--- Begin QUOTED TEXT ---

11/18/2005

"Thunder has a room but it's not staying"



Friday

Blurred around the edges. Emerging like a polaroid. Did I make it home? What day is it? What time is it? Is that AM or PM? Did anything or anyone get left behind? How many casualties? Who's sofa is this? Who's clothes am I wearing? Hang on, that's not my face! Fall asleep. Wake up, start all over again.


Friday

Wake up in the middle of a dream about a song on a radio playing in my sleep. A song about a storm in a hotel. A storm, staying in a hotel. "Thunder only happens when it's raining... thunder has a room but it's not staying... has it lost it's keys and is it raining?"

Friday. Friday sees Milk beyond skint. Skint is the light at the end of the tunnel of counting out enough two pence pieces to justify Milk's body's desire to leave the room (The Dairy) and take in the crispy winter air and eat some food. Milk didn't have to spend money yesterday but he didn't want yesterday to end.

Here at The Dairy the cupboards are bare. There's a Lemsip but I'm saving that for a special occassion. There's half a lemon in the fridge and enough melty coffee dust in the bottom of three jars to make one cup. Gluten-free pasta is just not something I can face right now. Ignore the gluten-free pasta and move on.

But I'm going to be OK. Because I'm not hung over. And we did a gig. And I am in a band. These oddly 'contented' edges surround a fatigued interior and offer it a knowing smile whenever it's looking too sorry for itself. So I treat it to an over-priced, delicious slice of freshly made Organic Coeliac-Friendly gluten-free pizza. Brighton isn't perfect, but you can buy gluten-free pizza here every-other day of the week.

Fall asleep again. Get up, brush teeth. Think about food. Watch Garfield buy the new Kate Bush album, a scary and deeply moving moment. No tears. Maybe we'll do some recording over the weekend? Maybe I'll eat more than Lemsip Surprise. I buy orange juice and chips and finish off a bottle of wine from two days ago. Listen to some new ideas.

--- End QUOTED TEXT ---
--- Begin GIVEN ENTRIES ---

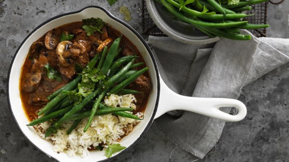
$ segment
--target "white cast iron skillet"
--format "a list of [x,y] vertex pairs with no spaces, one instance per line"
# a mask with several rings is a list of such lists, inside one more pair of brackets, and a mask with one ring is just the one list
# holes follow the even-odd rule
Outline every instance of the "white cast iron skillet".
[[[144,119],[134,130],[121,139],[120,144],[127,149],[107,158],[103,151],[92,151],[88,157],[69,157],[65,153],[57,154],[52,151],[52,144],[40,138],[32,127],[26,126],[29,122],[21,103],[19,92],[19,80],[21,67],[32,43],[48,31],[64,24],[81,21],[83,19],[99,17],[118,30],[138,48],[149,68],[148,73],[152,89],[144,112]],[[63,14],[45,22],[33,30],[23,40],[17,50],[11,63],[7,83],[8,102],[11,114],[23,135],[39,150],[56,161],[103,162],[115,158],[132,148],[144,136],[153,120],[166,112],[184,110],[223,120],[237,122],[246,115],[246,109],[241,102],[225,98],[202,98],[186,97],[171,90],[159,77],[154,58],[147,44],[142,37],[128,25],[116,18],[104,8],[90,6],[80,10]],[[226,114],[219,110],[221,107],[235,107],[239,109],[236,116]]]

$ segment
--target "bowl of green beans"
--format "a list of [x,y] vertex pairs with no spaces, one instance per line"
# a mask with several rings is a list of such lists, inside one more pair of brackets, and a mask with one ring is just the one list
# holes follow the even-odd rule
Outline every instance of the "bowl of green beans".
[[[30,122],[30,121],[29,121],[28,118],[25,114],[23,109],[19,88],[19,80],[20,80],[22,66],[23,65],[24,60],[25,60],[27,56],[26,54],[28,53],[31,45],[34,42],[38,40],[39,38],[47,33],[48,31],[62,25],[81,21],[84,19],[96,17],[100,18],[107,24],[118,31],[130,41],[133,42],[134,45],[140,52],[142,57],[144,59],[144,61],[146,66],[144,70],[147,71],[147,72],[150,78],[151,90],[149,93],[144,113],[144,119],[134,127],[132,132],[122,138],[119,142],[119,144],[125,148],[125,149],[115,153],[109,158],[105,156],[103,151],[101,152],[98,150],[91,151],[90,152],[89,156],[85,157],[80,156],[70,157],[64,153],[57,153],[53,151],[52,149],[53,145],[51,142],[49,142],[49,141],[41,138],[37,133],[35,129],[32,126],[29,126],[29,125],[32,126],[37,123],[31,123]],[[116,42],[117,42],[117,41],[118,41],[117,39],[115,40]],[[93,62],[94,60],[94,59],[92,59],[91,61]],[[132,63],[130,62],[128,63],[128,65],[130,64],[131,65]],[[89,64],[88,65],[88,67],[91,65],[90,64]],[[119,73],[116,73],[115,75],[117,76],[116,76],[115,77],[119,77],[119,77],[122,77],[123,74],[122,74],[121,73],[119,73],[123,70],[125,70],[125,69],[128,68],[128,67],[126,67],[126,66],[124,66],[120,70]],[[112,68],[108,67],[108,69],[111,70]],[[141,72],[142,73],[143,72]],[[118,75],[119,74],[120,75]],[[71,82],[73,83],[74,81],[78,81],[78,80],[79,81],[80,78],[78,77],[76,77]],[[130,77],[128,78],[130,78]],[[114,78],[112,77],[111,78]],[[120,84],[114,84],[111,86],[111,87],[112,89],[117,90],[116,89],[119,88]],[[71,85],[72,84],[69,85]],[[132,27],[114,17],[105,9],[99,6],[90,6],[80,10],[58,15],[48,20],[36,27],[24,39],[17,50],[10,64],[7,85],[7,100],[10,110],[15,122],[23,136],[36,148],[57,162],[104,162],[110,161],[132,148],[144,136],[154,120],[169,111],[175,110],[189,111],[208,117],[231,122],[238,122],[241,120],[245,117],[246,114],[245,105],[241,101],[237,100],[227,98],[191,97],[184,96],[174,92],[166,85],[162,80],[161,77],[159,76],[157,66],[152,52],[144,39]],[[64,87],[68,88],[68,86],[64,86]],[[104,91],[105,92],[101,94],[105,95],[108,92],[105,90]],[[111,93],[113,93],[113,91],[110,92]],[[63,93],[60,92],[56,96],[54,96],[53,99],[56,97],[57,100],[61,100],[61,99],[58,98],[59,97],[57,97],[57,96],[59,97],[58,95],[61,95],[61,94]],[[96,102],[98,101],[97,98],[94,97],[92,97],[91,99],[94,99]],[[84,99],[84,100],[86,100]],[[51,101],[53,99],[51,100]],[[67,107],[60,111],[66,111],[66,110],[69,110],[68,109],[69,109],[74,110],[73,108],[74,107],[80,107],[78,105],[80,104],[81,103],[71,107]],[[103,106],[101,104],[99,105],[100,107]],[[235,116],[226,114],[219,110],[219,108],[221,107],[235,107],[238,109],[239,113]],[[206,109],[204,109],[204,107],[205,107]],[[97,110],[98,111],[96,112],[96,114],[100,114],[102,113],[101,112],[104,113],[104,112],[106,112],[105,113],[107,113],[108,112],[105,109],[105,107],[104,106],[103,109]],[[114,109],[111,109],[111,111],[111,111],[109,113],[116,112],[116,111],[114,111]],[[125,109],[125,108],[123,108],[122,109],[124,111],[126,111],[131,109]],[[44,114],[45,114],[45,111],[47,111],[47,112],[49,111],[47,109],[46,110],[44,109],[42,110],[42,113]],[[118,111],[119,110],[119,109]],[[121,110],[122,111],[122,110]],[[82,113],[84,117],[88,117],[90,116],[89,114],[87,114],[87,113],[86,113],[86,112],[84,113]],[[67,117],[65,117],[64,118],[65,120],[63,120],[63,121],[78,119],[77,118],[73,118],[75,117],[75,115],[67,116]],[[44,117],[45,117],[45,116]],[[39,122],[39,120],[39,120],[38,122]]]
[[251,39],[242,30],[267,28],[268,24],[244,20],[251,5],[268,0],[146,0],[150,16],[168,36],[192,44],[214,42],[221,39]]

--- End GIVEN ENTRIES ---

PROBLEM 1 ::
From the diary entry, duplicate the passage starting at "Friday. Friday sees" and ending at "and move on.".
PROBLEM 2 ::
In the diary entry, why does the writer say they are going to be OK? Answer in one to three sentences.
PROBLEM 3 ::
Summarize the diary entry in two sentences.

COMPLETE OUTPUT 1 ::
Friday. Friday sees Milk beyond skint. Skint is the light at the end of the tunnel of counting out enough two pence pieces to justify Milk's body's desire to leave the room (The Dairy) and take in the crispy winter air and eat some food. Milk didn't have to spend money yesterday but he didn't want yesterday to end.

Here at The Dairy the cupboards are bare. There's a Lemsip but I'm saving that for a special occassion. There's half a lemon in the fridge and enough melty coffee dust in the bottom of three jars to make one cup. Gluten-free pasta is just not something I can face right now. Ignore the gluten-free pasta and move on.

COMPLETE OUTPUT 2 ::
The writer is going to be OK because they are not hung over. The band also did a gig, and the writer is in a band.

COMPLETE OUTPUT 3 ::
On a Friday the writer wakes up disoriented and broke, with almost nothing to eat at home but half a lemon, some coffee dust and gluten-free pasta. Still content at not being hung over and at being in a band that did a gig, the writer buys a slice of gluten-free pizza, later has orange juice, chips and leftover wine, and listens to some new ideas.